[Problems and tasks]
1. In the post about the Norwich singer Albert Cooper, how old was he at his first stage appearance?
2. Go on with the post about Albert Cooper from where it stops.

[Text section]
═══

Showing posts with label Y. Show all posts
Showing posts with label Y. Show all posts

Monday, June 16, 2014

Albert Cooper


“I am a Norwich Man born and bred who has tried his best.”- A.C.

Throughout its long history the city of Norwich has produced a breed of hard-working, highly skilled and independent artisan craftsmen, the 'old master' artists, John Crome, John Cotman and Joseph Stannard for example. One must add to these illustrious names, the jazz and blues vocalist Albert Cooper, who's been performing in Norwich for sixty years now.

One evening, when visiting Albert at home sharing a bottle of wine, we catch a recently made film portrait about him on Mustard TV recollecting his long life of music making. The short documentary includes Cooper's reminiscing on his first stage appearance aged 12 singing Christmas carols at the long-gone Hippodrome Theatre, his epiphanal moment when first hearing 'Black Anna’ and his memories of singing with her at The Jolly Butchers pub in the 1950's. 

Albert Cooper shares his birthday not only with the great Anglo-American comedian Stan Laurel (1890 -1965) but also International Bloomsday. And in fact he's a great admirer of James Joyce’s masterpiece Ulysses (1922) ; there’s even a touch of the Leopold Bloom in Albert in Chris Bailey's film as he walks the streets of the city he loves while remembering the pubs, shops and smells of a Norwich long gone.

═══

[Given data]
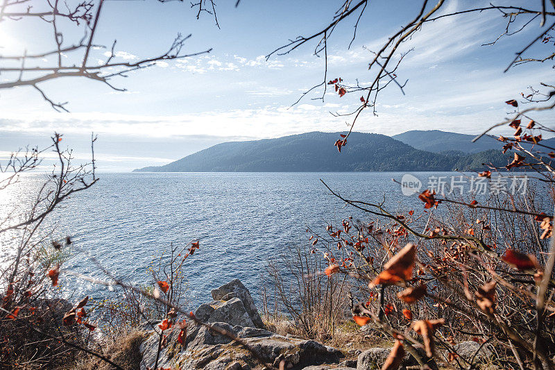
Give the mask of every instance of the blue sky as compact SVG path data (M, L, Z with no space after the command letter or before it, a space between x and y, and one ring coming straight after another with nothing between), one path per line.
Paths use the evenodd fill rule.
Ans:
M225 141L344 131L349 118L334 117L330 111L354 108L359 94L340 98L330 92L322 103L311 100L318 96L316 92L290 108L302 92L322 79L323 60L312 55L314 44L268 61L264 58L289 38L319 30L339 3L243 0L235 8L234 1L220 1L218 29L209 15L196 20L188 2L108 1L94 41L110 46L117 38L120 60L160 53L178 32L193 35L187 52L213 50L112 80L114 85L127 88L126 92L77 78L41 85L53 100L68 101L70 113L53 111L30 88L0 91L0 156L27 144L44 144L56 131L65 135L64 142L75 149L78 158L85 158L94 131L99 135L100 171L128 171L165 164ZM388 35L413 17L418 3L397 1L393 9L391 1L370 2L350 49L355 19L343 24L328 43L328 76L341 76L352 83L356 78L369 81L369 50L378 49ZM476 3L447 1L443 12ZM529 31L502 38L494 46L481 46L502 33L505 22L498 12L490 12L426 24L401 48L414 48L398 73L400 79L409 79L406 95L394 87L384 90L378 116L366 112L355 131L476 133L507 115L505 100L518 98L531 84L554 83L552 63L523 65L502 73L515 50L540 32L536 20ZM68 43L71 37L78 40L82 36L72 29L67 29ZM0 23L0 53L16 53L24 48L39 51L52 42L51 35L47 25L36 22ZM105 60L106 51L96 49L91 60ZM68 62L71 58L67 56ZM537 118L554 123L549 115Z

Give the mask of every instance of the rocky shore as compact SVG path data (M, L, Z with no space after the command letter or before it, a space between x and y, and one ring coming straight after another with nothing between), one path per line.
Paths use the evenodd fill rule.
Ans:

═══

[Results of the tasks]
1. He was 12, singing Christmas carols at the Hippodrome Theatre.

2.
Albert Cooper’s two great lamentations are the madness of Norwich City Planners in their wanton vandalism masquerading as ‘development’ throughout the 1960's to the present-day, and the outcome of the Second Vatican Council in 1962. Nevertheless, hailing from one of Norwich's oldest Catholic families, the Roman Catholic faith remains the bedrock foundation of Cooper’s belief. Nurtured since a boy chorister upon the music composed for Mass by Gounod, Schubert and Mozart, he's been a committed Catholic his entire life, regularly attending Mass at the Roman Catholic cathedral of Saint John the Baptist’s at Norwich.

As the wine flows and the evening progresses, Albert, I discover, is an extremely engaging raconteur. Talking on Norwich in the 1950's in the days before TV and video when the Capitol, Odeon, Electric, Regent, Haymarket, Carlton and Noverre cinemas thrived, young Albert would sometimes visit the cinema three or four times in a week. These days he's a bit of a film buff and swiftly names Jean de Florette and Manon des Sources, Dr. Zhivago, Sabrina, the Ealing comedies of the 50's and, keeping abreast with modern trends The Lives of Others as favourite viewing. But above all, its David Lean's Brief Encounters (1946) with its soundtrack of the passionate and romantic music of Rachmaninov's 2nd piano concerto which is Albert's all-time favourite film.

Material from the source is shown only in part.